■ **Set exercise A**: In the listing, rewrite as a numbered list the lines from the one containing "[ black picture frame ]" through the one containing "top-left (0, 100), bottom-right (54, 170)", leaving out any blank lines.

Game changer: might it be "social learning"?
Horn, Michael B.
In the past, preparing for the SAT meant reading through a
test-prep book, hiring a private tutor, or attending test-prep classes.
Grockit, an education start-up, is trying to change all that by taking
test prep--and studying in general--online to make it convenient and
affordable, more effective, and more engaging and social.
Students sign up through Facebook or Grockit's web site. Some
dive into solo mode, working through questions and receiving relevant
tips from tutor-recorded videos on "Grockit TV." But most
enter group mode, studying with friends on Facebook or in virtual study
groups that Grockit sets up.
Throughout the experience, students receive real-time feedback on
how they are doing, the chance to review old concepts, and score
predictions that show their improvement based on their learning
progressions.
At the third annual Education Innovation Summit at Arizona State
University (ASU), the 800 attendees--among them leading education
entrepreneurs, venture capitalists, private-equity fenders, foundation
officers, policymakers, and others--were abuzz, or perhaps
"atwitter," about this hot and emerging space called social
learning into which Grockit, among others, has blazed a trail over the
last few years.
Conversations at the event and across the broader education sector
reveal a mixture of excitement and nervousness as to whether the
purveyors of tech-enabled social-learning experiences will develop
sustainable business models and whether the experiences they create will
bolster student learning or be just another education fad.
Either way, social learning is sweeping through education circles.
To be fair though, despite Facebook's recent stumble into public
ownership, if you place the word "social" in front of nearly
anything these days, you can get a meeting in Silicon Valley. It's
not just educators who are excited about the possibilities.

■ **Set exercise B**: Continue the article on social learning from the point where it stops.

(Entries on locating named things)
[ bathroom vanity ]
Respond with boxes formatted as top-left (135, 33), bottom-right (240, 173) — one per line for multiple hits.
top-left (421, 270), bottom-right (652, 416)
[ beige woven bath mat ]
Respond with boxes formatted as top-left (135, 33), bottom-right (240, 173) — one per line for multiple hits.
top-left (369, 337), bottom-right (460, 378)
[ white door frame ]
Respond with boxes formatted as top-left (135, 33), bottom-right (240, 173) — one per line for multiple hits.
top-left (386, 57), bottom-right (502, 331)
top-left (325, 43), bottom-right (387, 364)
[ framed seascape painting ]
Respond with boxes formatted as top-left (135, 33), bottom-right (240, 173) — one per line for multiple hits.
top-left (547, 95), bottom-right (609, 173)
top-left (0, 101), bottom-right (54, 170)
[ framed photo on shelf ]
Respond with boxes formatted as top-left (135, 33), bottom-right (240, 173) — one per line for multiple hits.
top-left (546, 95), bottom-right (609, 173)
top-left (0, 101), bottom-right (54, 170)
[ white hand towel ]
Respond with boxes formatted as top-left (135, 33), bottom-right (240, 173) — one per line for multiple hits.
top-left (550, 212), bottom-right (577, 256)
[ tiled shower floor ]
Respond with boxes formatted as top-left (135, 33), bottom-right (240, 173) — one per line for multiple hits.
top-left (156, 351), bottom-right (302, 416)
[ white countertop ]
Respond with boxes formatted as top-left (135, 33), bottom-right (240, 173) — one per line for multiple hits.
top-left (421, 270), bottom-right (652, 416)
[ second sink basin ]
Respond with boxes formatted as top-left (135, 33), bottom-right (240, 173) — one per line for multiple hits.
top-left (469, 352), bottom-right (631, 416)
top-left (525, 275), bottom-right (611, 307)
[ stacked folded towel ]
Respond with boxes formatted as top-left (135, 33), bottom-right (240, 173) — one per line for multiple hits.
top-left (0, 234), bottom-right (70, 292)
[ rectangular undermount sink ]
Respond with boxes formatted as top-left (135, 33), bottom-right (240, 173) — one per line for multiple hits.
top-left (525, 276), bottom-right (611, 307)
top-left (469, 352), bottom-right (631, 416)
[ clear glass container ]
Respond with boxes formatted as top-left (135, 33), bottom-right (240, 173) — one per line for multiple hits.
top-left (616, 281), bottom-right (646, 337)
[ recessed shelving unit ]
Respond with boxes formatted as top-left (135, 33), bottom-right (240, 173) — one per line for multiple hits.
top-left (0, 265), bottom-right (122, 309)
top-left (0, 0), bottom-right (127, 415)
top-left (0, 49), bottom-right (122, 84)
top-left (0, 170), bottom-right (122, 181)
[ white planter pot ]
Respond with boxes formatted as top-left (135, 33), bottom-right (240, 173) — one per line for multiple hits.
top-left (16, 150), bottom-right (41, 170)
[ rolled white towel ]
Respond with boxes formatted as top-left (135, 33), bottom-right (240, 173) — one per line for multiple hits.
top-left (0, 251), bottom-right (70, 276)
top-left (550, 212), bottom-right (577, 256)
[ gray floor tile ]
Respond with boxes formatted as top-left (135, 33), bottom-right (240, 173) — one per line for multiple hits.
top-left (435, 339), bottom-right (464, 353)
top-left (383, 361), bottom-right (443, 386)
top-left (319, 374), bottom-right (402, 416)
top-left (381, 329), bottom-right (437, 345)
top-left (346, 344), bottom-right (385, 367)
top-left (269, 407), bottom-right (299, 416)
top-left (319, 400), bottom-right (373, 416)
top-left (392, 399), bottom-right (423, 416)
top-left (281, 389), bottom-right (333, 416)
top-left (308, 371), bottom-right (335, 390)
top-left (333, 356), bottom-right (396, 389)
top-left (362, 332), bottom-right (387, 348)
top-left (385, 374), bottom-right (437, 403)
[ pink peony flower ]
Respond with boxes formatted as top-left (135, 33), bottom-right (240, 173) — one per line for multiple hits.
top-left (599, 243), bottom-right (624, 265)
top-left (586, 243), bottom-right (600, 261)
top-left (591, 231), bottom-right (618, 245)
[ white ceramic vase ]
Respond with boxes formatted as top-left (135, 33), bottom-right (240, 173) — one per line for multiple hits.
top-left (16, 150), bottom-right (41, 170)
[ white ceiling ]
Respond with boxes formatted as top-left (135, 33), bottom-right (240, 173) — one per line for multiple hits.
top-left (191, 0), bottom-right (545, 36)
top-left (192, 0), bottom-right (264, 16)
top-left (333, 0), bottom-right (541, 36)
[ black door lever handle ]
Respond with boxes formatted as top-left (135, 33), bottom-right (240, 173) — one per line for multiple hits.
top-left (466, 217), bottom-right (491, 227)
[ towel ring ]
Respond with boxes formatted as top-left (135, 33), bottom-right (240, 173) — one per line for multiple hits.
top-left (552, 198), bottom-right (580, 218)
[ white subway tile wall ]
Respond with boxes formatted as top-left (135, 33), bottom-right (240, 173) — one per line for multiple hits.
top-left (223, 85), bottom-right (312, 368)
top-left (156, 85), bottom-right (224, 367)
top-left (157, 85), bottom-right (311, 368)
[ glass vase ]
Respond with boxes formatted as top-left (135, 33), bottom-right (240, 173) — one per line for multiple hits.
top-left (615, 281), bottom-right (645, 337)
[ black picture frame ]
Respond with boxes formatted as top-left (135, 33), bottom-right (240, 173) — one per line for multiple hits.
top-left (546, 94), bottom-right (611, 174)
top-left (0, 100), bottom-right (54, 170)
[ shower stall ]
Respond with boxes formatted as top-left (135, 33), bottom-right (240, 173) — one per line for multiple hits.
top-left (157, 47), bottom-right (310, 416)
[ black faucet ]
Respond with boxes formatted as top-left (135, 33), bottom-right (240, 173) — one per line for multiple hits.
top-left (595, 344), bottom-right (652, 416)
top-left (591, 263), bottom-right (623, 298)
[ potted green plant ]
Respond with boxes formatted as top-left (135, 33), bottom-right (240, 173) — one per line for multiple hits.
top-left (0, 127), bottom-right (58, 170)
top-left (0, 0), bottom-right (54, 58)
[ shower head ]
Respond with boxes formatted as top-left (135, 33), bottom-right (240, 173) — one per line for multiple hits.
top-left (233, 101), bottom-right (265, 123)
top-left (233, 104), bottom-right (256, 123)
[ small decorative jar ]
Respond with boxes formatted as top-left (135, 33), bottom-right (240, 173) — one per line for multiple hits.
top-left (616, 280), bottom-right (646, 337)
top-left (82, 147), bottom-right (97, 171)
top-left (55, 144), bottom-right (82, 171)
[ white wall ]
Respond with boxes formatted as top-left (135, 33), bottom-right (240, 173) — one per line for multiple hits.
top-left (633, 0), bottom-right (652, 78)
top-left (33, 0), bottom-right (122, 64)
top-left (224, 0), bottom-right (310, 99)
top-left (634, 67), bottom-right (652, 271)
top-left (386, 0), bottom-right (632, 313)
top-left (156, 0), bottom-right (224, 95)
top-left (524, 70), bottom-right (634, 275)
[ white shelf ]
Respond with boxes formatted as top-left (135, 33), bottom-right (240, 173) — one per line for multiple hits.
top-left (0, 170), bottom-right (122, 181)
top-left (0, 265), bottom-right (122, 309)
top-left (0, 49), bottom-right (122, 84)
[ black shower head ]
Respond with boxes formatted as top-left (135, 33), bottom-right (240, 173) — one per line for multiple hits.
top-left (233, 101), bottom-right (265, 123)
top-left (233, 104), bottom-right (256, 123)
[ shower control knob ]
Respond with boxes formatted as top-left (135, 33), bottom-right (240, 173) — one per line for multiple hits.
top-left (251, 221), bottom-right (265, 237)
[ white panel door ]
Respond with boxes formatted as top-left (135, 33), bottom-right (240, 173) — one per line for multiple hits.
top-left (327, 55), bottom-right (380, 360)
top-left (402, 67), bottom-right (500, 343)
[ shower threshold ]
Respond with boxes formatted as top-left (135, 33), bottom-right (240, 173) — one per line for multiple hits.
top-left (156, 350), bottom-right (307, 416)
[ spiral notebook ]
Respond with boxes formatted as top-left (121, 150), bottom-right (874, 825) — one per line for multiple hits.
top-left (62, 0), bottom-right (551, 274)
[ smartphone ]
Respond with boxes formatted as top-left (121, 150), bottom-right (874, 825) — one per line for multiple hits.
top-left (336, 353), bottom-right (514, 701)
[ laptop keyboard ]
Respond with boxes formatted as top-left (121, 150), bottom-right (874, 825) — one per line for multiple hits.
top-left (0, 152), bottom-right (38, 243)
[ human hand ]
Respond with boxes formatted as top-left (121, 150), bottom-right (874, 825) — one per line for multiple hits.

■ **Response A**:
1. [ black picture frame ]
2. Respond with boxes formatted as top-left (135, 33), bottom-right (240, 173) — one per line for multiple hits.
3. top-left (546, 94), bottom-right (611, 174)
4. top-left (0, 100), bottom-right (54, 170)

■ **Response B**:
Social learning, if understood as people gleaning information from
one another, has of course been alive and well for as long as humanity
itself. As Farb Nivi, founder of Grockit, said at the ASU event, it was
the dominant way learning occurred before the industrialization of
education in the mid-to-late 1800s. Social learning as a distinct sector
in the world of education technology is a more recent phenomenon. Here,
technology brings teachers and learners together in a vast network to
create and share information online.
Building off the craze around social media--and social networking giant Facebook's success in generating high user
engagement--education entrepreneurs are increasingly weaving social
components into their online learning innovations. For educators, the
enticement is the opportunity to increase student engagement and enable
students to learn from other students, teachers from other teachers, and
students from teachers around the world. Of course, just as many people
worry about the accuracy of articles on Wikipedia, there are concerns
about the quality of the information students might receive from their
peers. But the goal is clear: for every online learner to have access to
personalized, tutorial-like experiences on demand.
How these trends will develop is anyone's guess, but the
reigning vision of online learning as a solitary experience will likely
be quickly replaced. Social is hot, and just as it has radically altered
how we operate in our personal lives, it will transform how we learn as
well.
Grockit arrived on the scene toward the end of 2007 and is now
expanding from test prep into K-12 and higher education. As it does so,
it is bringing in motivational elements from other fields. For example,
students earn badges--a staple in the "gaming" world--as they
make progress in Grockit.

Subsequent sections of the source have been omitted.